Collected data
◇ ◇ ◇
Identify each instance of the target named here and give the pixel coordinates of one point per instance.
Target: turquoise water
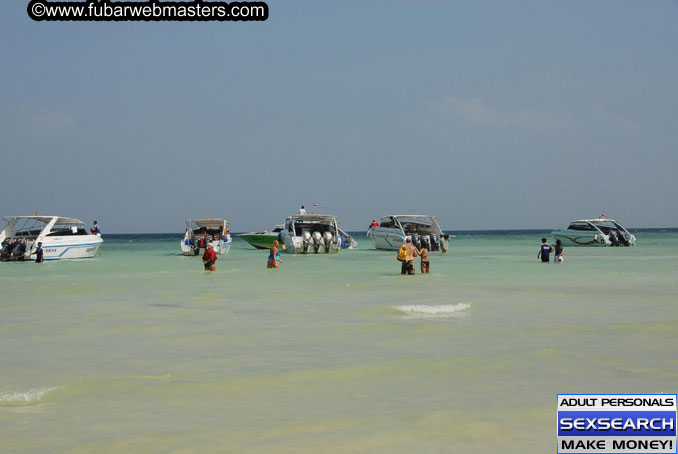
(140, 350)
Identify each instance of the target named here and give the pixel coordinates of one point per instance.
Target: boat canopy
(43, 219)
(409, 220)
(603, 224)
(194, 224)
(31, 227)
(314, 218)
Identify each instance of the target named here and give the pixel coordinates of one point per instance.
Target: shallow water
(140, 350)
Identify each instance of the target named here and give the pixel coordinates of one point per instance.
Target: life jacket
(402, 253)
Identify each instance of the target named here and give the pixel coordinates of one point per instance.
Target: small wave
(26, 397)
(444, 310)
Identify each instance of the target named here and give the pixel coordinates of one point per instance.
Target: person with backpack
(544, 251)
(406, 255)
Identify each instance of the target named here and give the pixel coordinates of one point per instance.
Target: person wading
(209, 258)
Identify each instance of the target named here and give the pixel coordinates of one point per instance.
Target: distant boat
(201, 232)
(393, 230)
(313, 234)
(595, 232)
(263, 239)
(61, 238)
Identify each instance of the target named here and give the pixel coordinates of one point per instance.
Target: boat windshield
(67, 229)
(581, 226)
(422, 225)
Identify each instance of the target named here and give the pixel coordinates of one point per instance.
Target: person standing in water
(425, 264)
(445, 243)
(544, 251)
(209, 258)
(559, 252)
(39, 253)
(274, 256)
(407, 266)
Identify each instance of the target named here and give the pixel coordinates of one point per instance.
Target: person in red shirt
(209, 258)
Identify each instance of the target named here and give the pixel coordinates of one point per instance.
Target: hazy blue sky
(487, 114)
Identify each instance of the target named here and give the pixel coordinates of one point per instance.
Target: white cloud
(536, 120)
(478, 113)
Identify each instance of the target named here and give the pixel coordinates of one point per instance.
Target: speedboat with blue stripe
(61, 238)
(595, 232)
(391, 231)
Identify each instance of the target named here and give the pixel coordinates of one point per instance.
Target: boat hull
(387, 239)
(577, 238)
(296, 246)
(221, 247)
(69, 247)
(260, 240)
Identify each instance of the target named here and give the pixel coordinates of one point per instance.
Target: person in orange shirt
(209, 258)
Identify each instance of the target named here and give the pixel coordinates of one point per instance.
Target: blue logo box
(617, 423)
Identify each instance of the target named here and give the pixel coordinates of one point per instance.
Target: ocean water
(140, 350)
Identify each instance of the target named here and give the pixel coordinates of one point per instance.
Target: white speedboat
(61, 238)
(393, 230)
(595, 232)
(201, 232)
(312, 234)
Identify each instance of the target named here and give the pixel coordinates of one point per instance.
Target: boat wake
(429, 311)
(23, 398)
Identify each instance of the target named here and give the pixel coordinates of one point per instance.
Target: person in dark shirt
(544, 251)
(209, 258)
(558, 252)
(39, 253)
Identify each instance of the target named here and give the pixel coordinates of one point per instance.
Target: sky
(488, 115)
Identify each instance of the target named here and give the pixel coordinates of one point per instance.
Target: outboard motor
(19, 250)
(622, 240)
(317, 241)
(6, 249)
(416, 240)
(435, 242)
(306, 241)
(328, 237)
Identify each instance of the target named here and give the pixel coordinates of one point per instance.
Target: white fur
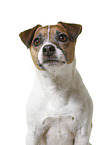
(58, 53)
(59, 108)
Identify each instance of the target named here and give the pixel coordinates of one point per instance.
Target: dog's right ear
(27, 36)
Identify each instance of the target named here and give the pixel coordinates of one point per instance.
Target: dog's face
(51, 46)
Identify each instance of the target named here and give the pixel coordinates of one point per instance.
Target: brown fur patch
(70, 30)
(68, 47)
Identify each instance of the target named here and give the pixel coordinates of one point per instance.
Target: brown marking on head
(27, 36)
(35, 50)
(70, 30)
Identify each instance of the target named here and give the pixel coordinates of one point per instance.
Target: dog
(59, 109)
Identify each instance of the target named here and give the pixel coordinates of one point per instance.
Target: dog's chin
(52, 64)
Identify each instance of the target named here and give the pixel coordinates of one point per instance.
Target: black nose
(48, 50)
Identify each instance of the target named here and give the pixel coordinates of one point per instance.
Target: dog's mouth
(51, 63)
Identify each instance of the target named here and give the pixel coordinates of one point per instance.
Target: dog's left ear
(28, 35)
(73, 30)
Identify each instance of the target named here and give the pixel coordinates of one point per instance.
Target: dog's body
(59, 109)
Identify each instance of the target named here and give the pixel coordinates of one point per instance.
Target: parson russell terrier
(59, 109)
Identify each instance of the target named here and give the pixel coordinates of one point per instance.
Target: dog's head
(51, 46)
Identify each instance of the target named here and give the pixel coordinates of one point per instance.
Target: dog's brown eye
(37, 41)
(63, 38)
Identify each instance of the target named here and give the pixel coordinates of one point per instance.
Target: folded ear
(27, 35)
(72, 29)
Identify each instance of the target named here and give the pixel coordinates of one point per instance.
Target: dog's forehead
(51, 29)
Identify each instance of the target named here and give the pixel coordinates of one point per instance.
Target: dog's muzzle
(48, 50)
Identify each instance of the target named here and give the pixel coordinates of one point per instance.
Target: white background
(16, 67)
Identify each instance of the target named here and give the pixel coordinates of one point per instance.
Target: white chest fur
(58, 107)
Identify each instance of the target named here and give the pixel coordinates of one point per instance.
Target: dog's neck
(62, 77)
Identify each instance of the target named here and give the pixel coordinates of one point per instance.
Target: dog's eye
(63, 38)
(37, 41)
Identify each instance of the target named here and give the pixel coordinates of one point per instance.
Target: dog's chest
(59, 130)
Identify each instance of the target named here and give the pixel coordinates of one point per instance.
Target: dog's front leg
(31, 138)
(82, 139)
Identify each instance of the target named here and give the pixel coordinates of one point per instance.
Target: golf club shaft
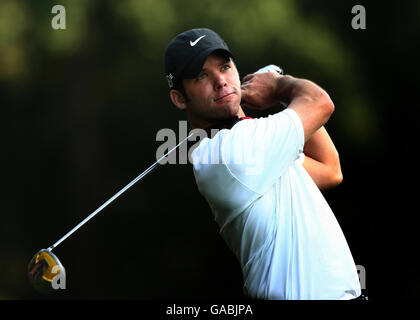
◇ ◇ ◇
What you are asked to do:
For the entries above, return an exact copy that omits the images.

Reply to the task:
Identify each instance of the target named here and give the pixel coordinates of one point per instance.
Target: turquoise water
(140, 350)
Identify each instance of the target named here and give the pixel coordinates of one point per instance.
Target: boat canopy
(43, 219)
(409, 220)
(603, 224)
(194, 224)
(31, 227)
(314, 218)
Identify each instance of the target named here and give the pixel coordinates of one point per instance.
Target: shallow water
(140, 350)
Identify each instance of the target named here and give the pixel coordinates of one point per instance.
Target: life jacket
(402, 253)
Identify each instance of the target named here and give the pixel coordinates of one point per instance.
Target: small wave
(26, 397)
(444, 310)
Identify each instance of the target named here and give the pixel coordinates of one point per instance.
Target: person with backpack
(544, 251)
(406, 255)
Identify each instance of the target named here and give the pixel coordinates of one point per instance.
Target: person wading
(209, 258)
Identify each instance of the target named here and give the pixel coordinates of one point per instance.
Target: distant boat
(201, 232)
(393, 230)
(313, 234)
(595, 232)
(263, 239)
(61, 238)
Identify each instance of the target named here and give the pixel coordinates of one point per instance.
Target: boat windshield
(67, 229)
(581, 226)
(422, 225)
Identify each instance of the target named here and give the pixel coordinates of one point per instance.
Target: person standing in water
(425, 264)
(445, 243)
(544, 251)
(209, 258)
(559, 252)
(39, 253)
(274, 256)
(407, 266)
Identify each instance of the target named here and give the pixel coordinates of one point per instance.
Target: person in red shirt
(209, 258)
Identify each instance of the target named here and give the pixel coordinates of one point per instance.
Target: hazy blue sky
(487, 114)
Identify each instance of the target named here and give the pixel coordinates of one point per instance.
Target: white cloud
(536, 120)
(478, 113)
Identify each instance of the target named here and give the pixel coordinates of one point per instance.
Target: speedboat with blue stripe
(61, 238)
(595, 232)
(391, 231)
Identify each instance of the target named here and give the pixel coordinates of one point per instance.
Target: boat hull
(387, 239)
(577, 238)
(296, 246)
(221, 247)
(69, 247)
(260, 240)
Identify each instance of the target named here and give the pixel coordinates of one point per instance.
Target: person in orange shirt
(209, 258)
Identify each instance of the target named here and give the pixel coordinates of one point per instance.
Target: blue logo box
(617, 423)
Identify each instance of the target named here and give the pixel coordinates of one point per instance.
Target: ocean water
(140, 350)
Identify each instance of the target named here and give the pixel coordinates of one point per instance.
Target: white speedboat
(61, 238)
(393, 230)
(595, 232)
(201, 232)
(312, 234)
Identify each instance of the target named here and give the pixel coordinates of one point per instance.
Target: boat wake
(429, 311)
(23, 398)
Identify each instance of the target named here and give the pixel coordinates of one point per instance.
Target: person in dark shirt
(544, 251)
(209, 258)
(558, 252)
(39, 253)
Identify each instance of the target named here and give the pixel coordinates of one point per instance.
Target: sky
(488, 115)
Identify each instance of the target named here and give the pixel coordinates of one point per instance.
Target: outboard motor
(19, 250)
(622, 240)
(317, 241)
(6, 249)
(416, 240)
(435, 242)
(306, 241)
(328, 237)
Identify each instance of the target named here and give the pixel coordinates of one point per instance.
Target: white fur
(58, 53)
(59, 108)
Identify each instance of the target named here and give the pixel coordinates of one point per instance.
Target: dog's right ear
(27, 36)
Identify each instance of the target named here and give the pixel coordinates of one point per instance.
Target: dog's face
(51, 46)
Identify each instance of the target named here and give the pixel coordinates of one point per instance.
Target: brown fur patch
(70, 30)
(68, 47)
Identify each instance of the target named here and give the pixel coordinates of one point per instance.
Target: brown marking on head
(27, 36)
(35, 50)
(70, 30)
Identify each instance of the target named here and give the pixel coordinates of one point per instance.
Target: dog
(59, 109)
Identify each instance of the target named here and give the pixel coordinates of one point per instance.
Target: dog's chin
(52, 64)
Identify each instance of the target named here and give the pixel coordinates of one point per instance.
Target: black nose
(48, 50)
Identify each instance of the target named here and give the pixel coordinates of one point per instance.
Target: dog's mouth
(51, 63)
Identify each instance of the target named here and give the pixel coordinates of one point per instance.
Target: dog's left ear
(28, 35)
(73, 30)
Identify each instance of the target named here and give the pixel coordinates of one point per instance.
Target: dog's body
(59, 109)
Identify each instance of the target named here and give the pixel coordinates of one point per instance.
Target: parson russell terrier
(59, 109)
Identify each instance of the target named here and give the pixel coordinates of one point per instance.
Target: dog's head
(51, 46)
Identify each instance of the target named here and give the pixel coordinates of one point per instance.
Target: dog's brown eye
(37, 41)
(63, 38)
Identify each instance of the target named here and give the pixel coordinates of one point per instance.
Target: folded ear
(27, 35)
(72, 29)
Identify each instance of the target named here and give the pixel coordinates of one point per instance.
Target: dog's forehead
(51, 29)
Identify each instance of the target named here and give the pixel coordinates of one point per instance.
Target: dog's muzzle
(48, 50)
Identify each instance of the target named here and give the pixel coordinates of one point per instance.
Target: white background
(16, 67)
Identify each instance of the target named here and give the pixel coordinates of one point per instance.
Target: white chest fur
(58, 107)
Identify each instance of the target named here and give the pixel coordinates of one point per instance.
Target: dog's neck
(62, 77)
Identify each instance of the target named here and give the pixel coordinates of one point per instance.
Target: dog's eye
(63, 38)
(37, 41)
Identify each instance of the target named here and give the pixel coordinates of one point per instance.
Target: dog's chest
(59, 130)
Identify each instance of the target named here and give the pixel coordinates of one point per instance.
Target: dog's front leg
(31, 138)
(82, 139)
Identify each instance of the target named here and give the pixel coordinates of one point per instance.
Target: golf club shaft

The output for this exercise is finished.